# [Texto para análise]
%%

Ontem escrevi que minha inspiração havia desaparecido, preocupada, produzi o mais solitário dos monólogos tentando encontrar uma solução pra essa falta de assunto.
A caminho do trabalho, na Avenida Interlagos, em uma das super-lotações de São Paulo, observava a cidade e o que ia ficando para trás à medida que a lotação avançava. Deparei-me com uma cena emocionante e ao mesmo tempo curiosa: acima de um prédio, bem ali no meio do caos e trânsito do meio dia estava acontecendo uma manifestação de passarinhos.
Na hora estalei os olhos e vidrei naquela cena. Eram mais de cem pássaros formando uma cena ímpar, o que posso descrever como revoada. Todos eles voavam acima daquele prédio (não havia árvores por perto), em pequenos círculos, indo para lá e para cá, como se estivessem fazendo uma revolução ou protestando por alguma causa.
Fiquei curiosa, desejei parar, desejei ter a câmera nas mãos para registrar o momento. mas não foi possível, apenas meus olhos testemunharam aquela cena, que logo trouxeram minha inspiração de volta. Penso que aqueles pássaros queriam ser vistos, talvez protestassem por uma árvore, por um lar verde e digno, talvez protestassem por uma flor. Talvez protestassem para que eu voltasse a escrever.
Aqueles pássaros mostraram-me que minha inspiração não havia partido, simplesmente falta disciplina e tempo para registrar esses pequenos momentos do meu dia.
Em pouco mais de dois meses fazendo esse caminho para o CEU Vila Rubi, meus olhos já testemunharam tantos eventos que não caberiam nessa postagem.
A inspiração não foge, a gente é que não está preparado para registrar as inspirações diárias, principalmente aquelas proporcionadas pela natureza. Uma coisa é certa: minha câmera precisa sair de casa. Ainda bem que me restaram as palavras.

%%

# [Enunciado]
Com base no texto sobre a revoada de pássaros, explique por que a inspiração não havia de fato desaparecido. Responda em até três frases.

# [Dados fornecidos]

%%

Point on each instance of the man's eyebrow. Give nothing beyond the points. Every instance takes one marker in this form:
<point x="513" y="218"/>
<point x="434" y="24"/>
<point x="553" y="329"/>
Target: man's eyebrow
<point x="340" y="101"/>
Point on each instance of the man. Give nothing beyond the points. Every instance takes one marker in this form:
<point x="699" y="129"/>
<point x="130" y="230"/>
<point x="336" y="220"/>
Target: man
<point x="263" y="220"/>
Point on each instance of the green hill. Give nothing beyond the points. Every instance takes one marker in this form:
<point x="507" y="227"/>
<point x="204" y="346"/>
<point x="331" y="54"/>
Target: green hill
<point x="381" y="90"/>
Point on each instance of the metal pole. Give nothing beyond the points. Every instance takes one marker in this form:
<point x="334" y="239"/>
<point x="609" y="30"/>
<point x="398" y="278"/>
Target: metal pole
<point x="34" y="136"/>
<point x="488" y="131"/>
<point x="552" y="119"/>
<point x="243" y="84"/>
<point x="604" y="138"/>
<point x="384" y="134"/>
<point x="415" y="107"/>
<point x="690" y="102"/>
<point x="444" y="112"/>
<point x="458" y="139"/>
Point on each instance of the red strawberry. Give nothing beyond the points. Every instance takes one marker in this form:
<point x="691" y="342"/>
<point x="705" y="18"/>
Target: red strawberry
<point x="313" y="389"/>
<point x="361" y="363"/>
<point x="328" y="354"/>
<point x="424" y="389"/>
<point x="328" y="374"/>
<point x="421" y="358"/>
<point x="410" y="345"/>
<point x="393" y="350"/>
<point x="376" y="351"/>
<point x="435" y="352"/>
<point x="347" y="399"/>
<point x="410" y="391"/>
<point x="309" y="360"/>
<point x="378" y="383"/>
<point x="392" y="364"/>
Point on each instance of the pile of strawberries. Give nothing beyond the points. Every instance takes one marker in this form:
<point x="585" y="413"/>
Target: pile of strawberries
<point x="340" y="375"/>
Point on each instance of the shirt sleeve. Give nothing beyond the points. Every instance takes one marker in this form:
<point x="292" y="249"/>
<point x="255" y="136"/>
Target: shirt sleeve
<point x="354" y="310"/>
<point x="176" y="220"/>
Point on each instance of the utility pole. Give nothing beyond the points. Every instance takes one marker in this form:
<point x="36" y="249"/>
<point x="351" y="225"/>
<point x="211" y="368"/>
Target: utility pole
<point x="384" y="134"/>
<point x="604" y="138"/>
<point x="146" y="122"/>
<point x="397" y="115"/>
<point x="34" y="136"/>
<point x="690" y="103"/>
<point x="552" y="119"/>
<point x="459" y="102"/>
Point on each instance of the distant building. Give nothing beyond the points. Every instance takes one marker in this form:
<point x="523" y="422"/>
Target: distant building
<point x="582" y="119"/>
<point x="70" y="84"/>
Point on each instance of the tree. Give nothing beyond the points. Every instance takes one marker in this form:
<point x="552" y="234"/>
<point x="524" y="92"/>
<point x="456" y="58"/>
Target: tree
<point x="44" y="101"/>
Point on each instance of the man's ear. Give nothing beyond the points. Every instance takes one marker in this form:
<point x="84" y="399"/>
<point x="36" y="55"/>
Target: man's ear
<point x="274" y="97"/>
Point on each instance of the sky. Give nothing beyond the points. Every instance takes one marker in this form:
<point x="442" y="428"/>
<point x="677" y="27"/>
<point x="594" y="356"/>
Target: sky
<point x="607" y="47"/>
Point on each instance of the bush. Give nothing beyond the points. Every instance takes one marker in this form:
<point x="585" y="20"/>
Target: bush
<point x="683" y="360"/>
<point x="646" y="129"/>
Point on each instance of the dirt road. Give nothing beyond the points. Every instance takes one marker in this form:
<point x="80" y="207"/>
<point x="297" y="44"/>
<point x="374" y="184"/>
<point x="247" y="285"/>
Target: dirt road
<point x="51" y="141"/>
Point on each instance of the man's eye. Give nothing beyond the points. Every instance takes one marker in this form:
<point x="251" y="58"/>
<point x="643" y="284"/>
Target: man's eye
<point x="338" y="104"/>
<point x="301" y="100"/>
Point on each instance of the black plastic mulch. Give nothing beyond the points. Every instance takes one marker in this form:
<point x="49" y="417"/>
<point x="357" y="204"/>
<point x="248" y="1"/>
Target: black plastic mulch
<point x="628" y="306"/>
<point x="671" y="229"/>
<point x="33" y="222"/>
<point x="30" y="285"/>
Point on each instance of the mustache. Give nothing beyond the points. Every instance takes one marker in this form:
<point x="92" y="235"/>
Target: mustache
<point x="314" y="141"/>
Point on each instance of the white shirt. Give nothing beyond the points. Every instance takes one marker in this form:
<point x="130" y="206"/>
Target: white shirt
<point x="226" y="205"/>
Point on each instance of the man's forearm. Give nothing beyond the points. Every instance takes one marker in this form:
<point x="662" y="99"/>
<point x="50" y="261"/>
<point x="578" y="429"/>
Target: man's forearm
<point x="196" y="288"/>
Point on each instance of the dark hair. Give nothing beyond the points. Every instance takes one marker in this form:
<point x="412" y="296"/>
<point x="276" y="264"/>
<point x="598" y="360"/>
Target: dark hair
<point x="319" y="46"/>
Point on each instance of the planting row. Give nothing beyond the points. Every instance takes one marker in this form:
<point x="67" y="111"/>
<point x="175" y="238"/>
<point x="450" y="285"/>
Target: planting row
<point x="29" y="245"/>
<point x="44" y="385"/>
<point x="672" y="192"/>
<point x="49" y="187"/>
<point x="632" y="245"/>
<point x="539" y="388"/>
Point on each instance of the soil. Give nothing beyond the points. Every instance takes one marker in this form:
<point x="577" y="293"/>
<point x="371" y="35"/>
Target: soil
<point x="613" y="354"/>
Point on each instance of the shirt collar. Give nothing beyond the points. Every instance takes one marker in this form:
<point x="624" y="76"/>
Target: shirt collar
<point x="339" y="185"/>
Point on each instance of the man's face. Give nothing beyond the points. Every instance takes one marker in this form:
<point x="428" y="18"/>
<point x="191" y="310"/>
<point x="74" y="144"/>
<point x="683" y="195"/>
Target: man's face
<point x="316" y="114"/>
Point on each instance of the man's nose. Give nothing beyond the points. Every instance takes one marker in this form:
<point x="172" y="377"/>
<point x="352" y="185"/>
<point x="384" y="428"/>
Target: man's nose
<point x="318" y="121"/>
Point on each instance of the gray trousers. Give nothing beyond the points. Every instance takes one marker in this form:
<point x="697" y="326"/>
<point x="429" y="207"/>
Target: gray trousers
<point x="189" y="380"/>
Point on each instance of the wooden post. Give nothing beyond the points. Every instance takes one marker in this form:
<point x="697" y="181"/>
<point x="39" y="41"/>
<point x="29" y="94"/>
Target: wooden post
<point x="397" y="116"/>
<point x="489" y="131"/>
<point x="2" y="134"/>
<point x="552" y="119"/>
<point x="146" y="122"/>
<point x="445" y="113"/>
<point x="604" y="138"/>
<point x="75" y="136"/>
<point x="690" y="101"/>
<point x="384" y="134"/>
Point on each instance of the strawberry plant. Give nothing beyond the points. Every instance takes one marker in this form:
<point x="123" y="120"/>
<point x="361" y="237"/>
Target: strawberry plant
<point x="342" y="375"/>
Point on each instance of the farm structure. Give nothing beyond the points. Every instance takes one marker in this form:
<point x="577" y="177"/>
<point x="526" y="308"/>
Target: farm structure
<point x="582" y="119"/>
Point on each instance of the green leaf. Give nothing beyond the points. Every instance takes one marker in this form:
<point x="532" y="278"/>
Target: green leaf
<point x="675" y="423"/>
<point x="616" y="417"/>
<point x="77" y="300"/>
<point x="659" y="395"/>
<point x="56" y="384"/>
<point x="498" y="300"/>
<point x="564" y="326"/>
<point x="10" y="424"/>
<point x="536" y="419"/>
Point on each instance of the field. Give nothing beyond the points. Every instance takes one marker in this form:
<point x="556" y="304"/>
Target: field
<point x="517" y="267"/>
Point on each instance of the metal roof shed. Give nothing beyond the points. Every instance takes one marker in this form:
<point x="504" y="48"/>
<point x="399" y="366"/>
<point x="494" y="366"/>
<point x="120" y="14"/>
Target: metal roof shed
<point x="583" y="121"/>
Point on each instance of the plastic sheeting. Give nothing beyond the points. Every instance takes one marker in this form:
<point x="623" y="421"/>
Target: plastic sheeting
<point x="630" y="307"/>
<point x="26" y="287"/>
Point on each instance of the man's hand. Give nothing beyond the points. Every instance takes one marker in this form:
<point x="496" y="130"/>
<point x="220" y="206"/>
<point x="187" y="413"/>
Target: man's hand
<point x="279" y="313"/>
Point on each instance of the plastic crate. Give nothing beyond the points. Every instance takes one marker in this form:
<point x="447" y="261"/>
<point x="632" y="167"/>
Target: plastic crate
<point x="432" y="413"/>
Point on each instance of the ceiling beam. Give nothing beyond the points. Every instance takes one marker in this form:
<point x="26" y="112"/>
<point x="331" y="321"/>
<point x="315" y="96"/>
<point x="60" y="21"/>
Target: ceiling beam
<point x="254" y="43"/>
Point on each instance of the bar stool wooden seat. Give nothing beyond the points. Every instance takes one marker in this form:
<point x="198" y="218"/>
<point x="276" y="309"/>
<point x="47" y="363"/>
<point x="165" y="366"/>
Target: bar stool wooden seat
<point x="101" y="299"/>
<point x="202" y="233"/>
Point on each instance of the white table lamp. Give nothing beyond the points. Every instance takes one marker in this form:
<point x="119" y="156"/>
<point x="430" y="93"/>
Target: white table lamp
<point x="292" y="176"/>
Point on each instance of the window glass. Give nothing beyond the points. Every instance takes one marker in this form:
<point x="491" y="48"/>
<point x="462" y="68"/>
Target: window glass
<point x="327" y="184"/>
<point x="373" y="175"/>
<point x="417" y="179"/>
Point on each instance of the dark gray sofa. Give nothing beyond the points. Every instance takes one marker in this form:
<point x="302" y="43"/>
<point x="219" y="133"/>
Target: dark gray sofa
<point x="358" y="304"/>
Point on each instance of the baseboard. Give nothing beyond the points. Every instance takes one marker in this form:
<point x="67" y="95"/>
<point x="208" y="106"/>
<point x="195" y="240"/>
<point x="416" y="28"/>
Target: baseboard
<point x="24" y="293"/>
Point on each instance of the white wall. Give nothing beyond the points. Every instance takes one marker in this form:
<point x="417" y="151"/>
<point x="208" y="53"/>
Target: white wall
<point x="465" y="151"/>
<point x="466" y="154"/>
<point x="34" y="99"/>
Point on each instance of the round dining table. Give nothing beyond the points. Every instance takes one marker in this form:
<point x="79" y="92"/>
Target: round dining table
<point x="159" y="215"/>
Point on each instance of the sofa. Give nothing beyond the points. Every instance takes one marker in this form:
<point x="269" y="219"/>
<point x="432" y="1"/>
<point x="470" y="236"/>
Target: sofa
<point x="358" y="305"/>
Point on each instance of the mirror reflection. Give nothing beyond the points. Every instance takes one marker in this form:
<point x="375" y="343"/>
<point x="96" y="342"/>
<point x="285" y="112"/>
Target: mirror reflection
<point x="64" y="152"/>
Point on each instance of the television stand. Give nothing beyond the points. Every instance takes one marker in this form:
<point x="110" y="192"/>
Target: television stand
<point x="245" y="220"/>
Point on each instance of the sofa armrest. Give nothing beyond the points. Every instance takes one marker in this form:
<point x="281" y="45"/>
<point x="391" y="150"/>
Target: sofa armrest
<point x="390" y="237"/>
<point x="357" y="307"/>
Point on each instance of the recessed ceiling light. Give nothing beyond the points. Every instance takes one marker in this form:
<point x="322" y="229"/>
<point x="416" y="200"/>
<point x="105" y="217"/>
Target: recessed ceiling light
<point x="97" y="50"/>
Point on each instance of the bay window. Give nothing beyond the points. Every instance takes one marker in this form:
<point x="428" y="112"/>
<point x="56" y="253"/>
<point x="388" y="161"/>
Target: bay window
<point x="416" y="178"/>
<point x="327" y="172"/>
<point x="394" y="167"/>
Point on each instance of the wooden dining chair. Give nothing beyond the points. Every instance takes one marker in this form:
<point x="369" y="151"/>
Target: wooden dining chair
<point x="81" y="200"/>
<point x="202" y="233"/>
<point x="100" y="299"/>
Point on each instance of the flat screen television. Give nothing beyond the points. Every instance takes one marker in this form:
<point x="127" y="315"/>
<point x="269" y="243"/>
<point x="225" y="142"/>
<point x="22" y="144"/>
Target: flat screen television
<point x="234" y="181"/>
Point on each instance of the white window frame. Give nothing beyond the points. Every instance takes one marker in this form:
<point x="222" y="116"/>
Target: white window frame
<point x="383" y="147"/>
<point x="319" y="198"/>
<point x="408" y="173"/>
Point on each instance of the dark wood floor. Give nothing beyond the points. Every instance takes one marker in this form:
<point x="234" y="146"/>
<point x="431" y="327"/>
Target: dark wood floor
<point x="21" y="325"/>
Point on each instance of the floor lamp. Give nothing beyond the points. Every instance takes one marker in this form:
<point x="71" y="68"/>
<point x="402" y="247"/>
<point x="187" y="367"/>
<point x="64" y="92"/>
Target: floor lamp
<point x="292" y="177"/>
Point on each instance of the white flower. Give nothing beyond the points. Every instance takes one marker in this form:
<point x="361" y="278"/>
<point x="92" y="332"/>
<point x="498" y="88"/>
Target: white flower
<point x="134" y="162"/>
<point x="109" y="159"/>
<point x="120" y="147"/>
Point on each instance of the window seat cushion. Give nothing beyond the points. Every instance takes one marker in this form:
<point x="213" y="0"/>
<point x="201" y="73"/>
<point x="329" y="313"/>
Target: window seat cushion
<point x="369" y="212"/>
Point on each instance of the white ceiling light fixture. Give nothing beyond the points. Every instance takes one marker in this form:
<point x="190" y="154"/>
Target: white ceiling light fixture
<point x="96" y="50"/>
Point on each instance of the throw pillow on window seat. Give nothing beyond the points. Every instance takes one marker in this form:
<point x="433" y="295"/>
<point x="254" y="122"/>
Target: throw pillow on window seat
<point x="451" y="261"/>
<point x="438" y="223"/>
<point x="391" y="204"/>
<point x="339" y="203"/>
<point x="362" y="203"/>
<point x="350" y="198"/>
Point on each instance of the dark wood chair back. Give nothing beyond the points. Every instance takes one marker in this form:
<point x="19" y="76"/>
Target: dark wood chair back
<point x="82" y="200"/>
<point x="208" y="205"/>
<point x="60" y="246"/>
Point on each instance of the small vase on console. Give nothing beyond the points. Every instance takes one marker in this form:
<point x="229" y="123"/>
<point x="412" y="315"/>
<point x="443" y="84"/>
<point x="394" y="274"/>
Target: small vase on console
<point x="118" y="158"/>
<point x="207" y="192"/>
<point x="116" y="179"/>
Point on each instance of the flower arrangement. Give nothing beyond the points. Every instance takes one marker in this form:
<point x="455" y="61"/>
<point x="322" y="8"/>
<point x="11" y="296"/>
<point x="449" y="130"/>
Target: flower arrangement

%%

# [Resultado da tarefa]
A revoada de mais de cem pássaros sobre um prédio na Avenida Interlagos trouxe a inspiração de volta e mostrou que ela não havia partido. O que faltava era disciplina e tempo para registrar os pequenos momentos do dia. Como afirma o texto, a inspiração não foge: a gente é que não está preparado para registrar as inspirações diárias.